• _SHORT TASK_
Put the records between the lines holding "Target = sleeve patch" and "[(610, 129)]", inclusive, into a two-column CSV with the columns text and answer. Give one row per record, with its text in the first quoted field and its answer in the second, and turn line breaks into spaces.

(Excerpts of location labeling data)
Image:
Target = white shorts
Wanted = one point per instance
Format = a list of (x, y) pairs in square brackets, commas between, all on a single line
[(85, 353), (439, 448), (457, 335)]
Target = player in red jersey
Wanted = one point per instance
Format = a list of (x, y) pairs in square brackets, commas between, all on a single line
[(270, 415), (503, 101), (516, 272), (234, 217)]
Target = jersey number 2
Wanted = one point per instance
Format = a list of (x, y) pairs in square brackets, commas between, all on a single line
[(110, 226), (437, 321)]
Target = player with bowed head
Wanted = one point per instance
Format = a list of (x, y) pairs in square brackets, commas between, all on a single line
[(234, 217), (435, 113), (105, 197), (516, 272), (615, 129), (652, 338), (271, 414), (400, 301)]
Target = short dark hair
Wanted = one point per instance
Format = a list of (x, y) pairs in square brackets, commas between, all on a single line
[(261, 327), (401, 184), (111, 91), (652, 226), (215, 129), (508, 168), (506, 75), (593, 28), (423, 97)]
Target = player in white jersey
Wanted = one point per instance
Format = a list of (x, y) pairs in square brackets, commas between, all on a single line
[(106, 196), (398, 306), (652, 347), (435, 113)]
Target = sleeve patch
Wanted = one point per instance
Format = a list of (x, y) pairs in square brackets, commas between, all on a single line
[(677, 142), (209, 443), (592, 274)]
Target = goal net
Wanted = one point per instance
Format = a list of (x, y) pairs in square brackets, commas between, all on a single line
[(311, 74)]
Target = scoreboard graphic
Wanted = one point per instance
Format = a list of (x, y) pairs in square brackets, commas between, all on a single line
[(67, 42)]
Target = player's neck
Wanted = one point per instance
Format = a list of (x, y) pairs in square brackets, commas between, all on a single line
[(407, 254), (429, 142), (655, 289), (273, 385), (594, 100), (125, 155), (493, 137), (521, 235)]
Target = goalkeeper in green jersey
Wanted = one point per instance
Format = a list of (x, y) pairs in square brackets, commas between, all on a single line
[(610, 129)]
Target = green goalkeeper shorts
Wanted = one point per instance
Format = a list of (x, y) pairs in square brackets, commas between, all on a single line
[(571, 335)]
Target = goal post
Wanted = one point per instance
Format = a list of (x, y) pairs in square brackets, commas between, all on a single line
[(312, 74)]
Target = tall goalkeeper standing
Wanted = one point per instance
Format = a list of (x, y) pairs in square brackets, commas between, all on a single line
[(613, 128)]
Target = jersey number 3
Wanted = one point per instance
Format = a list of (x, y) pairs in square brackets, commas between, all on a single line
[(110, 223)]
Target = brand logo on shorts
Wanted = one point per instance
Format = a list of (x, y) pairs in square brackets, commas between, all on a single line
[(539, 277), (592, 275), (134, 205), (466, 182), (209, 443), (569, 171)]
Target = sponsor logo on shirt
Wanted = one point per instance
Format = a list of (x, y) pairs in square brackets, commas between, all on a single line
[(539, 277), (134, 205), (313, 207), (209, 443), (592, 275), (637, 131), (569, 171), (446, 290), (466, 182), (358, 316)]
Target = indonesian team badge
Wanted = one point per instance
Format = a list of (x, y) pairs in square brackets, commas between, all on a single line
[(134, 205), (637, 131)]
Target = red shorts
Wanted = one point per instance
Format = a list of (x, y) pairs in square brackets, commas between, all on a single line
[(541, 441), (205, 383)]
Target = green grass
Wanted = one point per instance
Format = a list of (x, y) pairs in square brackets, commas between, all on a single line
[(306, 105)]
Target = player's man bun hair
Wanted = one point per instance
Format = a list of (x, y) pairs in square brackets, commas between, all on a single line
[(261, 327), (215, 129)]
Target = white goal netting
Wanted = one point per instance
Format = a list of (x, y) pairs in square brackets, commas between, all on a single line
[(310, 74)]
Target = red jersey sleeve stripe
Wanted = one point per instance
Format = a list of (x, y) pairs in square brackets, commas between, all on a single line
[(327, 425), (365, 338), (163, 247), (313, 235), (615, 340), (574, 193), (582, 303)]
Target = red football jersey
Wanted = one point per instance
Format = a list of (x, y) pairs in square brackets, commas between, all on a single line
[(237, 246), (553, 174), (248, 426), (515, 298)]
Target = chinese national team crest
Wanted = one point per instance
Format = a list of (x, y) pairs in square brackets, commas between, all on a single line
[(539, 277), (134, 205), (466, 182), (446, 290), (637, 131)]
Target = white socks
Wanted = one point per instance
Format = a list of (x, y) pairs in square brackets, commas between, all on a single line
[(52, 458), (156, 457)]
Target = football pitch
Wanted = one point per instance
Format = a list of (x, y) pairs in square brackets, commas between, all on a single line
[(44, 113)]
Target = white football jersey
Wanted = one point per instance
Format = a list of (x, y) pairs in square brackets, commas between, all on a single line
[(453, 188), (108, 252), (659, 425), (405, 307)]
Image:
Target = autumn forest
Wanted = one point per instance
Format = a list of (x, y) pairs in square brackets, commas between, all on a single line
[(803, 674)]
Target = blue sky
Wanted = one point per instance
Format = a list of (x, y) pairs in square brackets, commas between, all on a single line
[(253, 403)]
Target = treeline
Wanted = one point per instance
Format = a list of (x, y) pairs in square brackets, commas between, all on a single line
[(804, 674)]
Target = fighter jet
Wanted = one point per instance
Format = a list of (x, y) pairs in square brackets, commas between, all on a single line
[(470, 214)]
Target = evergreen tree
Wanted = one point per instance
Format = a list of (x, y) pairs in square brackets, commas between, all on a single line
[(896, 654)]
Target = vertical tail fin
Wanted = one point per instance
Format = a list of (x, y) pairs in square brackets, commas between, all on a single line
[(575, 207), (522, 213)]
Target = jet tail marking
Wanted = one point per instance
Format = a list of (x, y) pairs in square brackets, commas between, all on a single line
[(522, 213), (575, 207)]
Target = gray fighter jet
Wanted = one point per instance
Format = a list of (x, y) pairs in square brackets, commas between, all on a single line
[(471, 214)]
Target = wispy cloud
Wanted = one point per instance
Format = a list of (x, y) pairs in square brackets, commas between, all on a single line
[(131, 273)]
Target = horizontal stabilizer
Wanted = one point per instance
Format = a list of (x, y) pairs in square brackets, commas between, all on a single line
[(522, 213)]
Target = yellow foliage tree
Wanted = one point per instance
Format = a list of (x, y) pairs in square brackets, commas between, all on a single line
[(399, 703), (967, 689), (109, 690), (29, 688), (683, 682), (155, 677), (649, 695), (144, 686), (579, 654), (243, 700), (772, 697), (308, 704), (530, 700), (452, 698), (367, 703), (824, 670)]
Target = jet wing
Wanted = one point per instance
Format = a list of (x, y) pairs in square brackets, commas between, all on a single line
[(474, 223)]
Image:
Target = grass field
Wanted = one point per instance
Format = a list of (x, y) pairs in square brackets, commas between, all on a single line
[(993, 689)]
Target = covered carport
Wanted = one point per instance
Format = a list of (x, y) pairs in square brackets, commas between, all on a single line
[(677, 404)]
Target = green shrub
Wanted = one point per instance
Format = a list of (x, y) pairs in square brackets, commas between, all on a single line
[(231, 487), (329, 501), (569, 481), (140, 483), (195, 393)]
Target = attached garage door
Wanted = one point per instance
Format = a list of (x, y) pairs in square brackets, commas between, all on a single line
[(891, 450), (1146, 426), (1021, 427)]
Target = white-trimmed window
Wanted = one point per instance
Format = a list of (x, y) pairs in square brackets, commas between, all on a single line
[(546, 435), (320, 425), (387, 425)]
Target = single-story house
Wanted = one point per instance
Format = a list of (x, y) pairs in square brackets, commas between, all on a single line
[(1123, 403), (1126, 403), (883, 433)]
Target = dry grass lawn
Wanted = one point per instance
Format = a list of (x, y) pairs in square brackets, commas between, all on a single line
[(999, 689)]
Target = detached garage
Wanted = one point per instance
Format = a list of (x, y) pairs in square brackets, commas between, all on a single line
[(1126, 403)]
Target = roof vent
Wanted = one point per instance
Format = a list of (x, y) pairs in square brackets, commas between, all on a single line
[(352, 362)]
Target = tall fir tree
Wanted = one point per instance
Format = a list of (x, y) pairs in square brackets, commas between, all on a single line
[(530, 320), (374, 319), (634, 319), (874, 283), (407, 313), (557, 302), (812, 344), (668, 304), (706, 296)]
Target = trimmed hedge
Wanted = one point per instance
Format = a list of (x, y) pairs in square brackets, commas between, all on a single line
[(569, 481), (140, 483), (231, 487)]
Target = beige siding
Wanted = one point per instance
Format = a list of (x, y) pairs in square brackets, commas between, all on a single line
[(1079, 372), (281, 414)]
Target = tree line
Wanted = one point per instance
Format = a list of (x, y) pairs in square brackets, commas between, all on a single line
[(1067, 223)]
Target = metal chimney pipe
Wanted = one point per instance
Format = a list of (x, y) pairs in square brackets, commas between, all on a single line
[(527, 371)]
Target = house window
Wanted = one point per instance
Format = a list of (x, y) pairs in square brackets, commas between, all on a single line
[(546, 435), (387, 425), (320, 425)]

• _WORKED ANSWER_
text,answer
"Target = sleeve patch Wanted = one point per instance Format = a list of (x, y) pairs in square brackets, commas between, all on a single line","[(677, 142), (209, 443), (592, 274)]"
"Target = goal net Wanted = one point per instance Format = a list of (x, y) pairs in square brackets, commas between, all on a single line","[(311, 74)]"
"Target = scoreboard graphic Wanted = one point per instance Format = a list of (x, y) pairs in square brackets, commas between, all on a single line","[(67, 42)]"
"Target = player's neck Wanted = one point per instance Format = a list of (x, y) pairs in square brackets, commas between, all on a single line","[(407, 254), (429, 142), (655, 289), (273, 385), (594, 100), (125, 155), (493, 137), (521, 235)]"
"Target = goalkeeper in green jersey Wanted = one point per instance Format = a list of (x, y) pairs in square brackets, commas between, all on a single line","[(610, 129)]"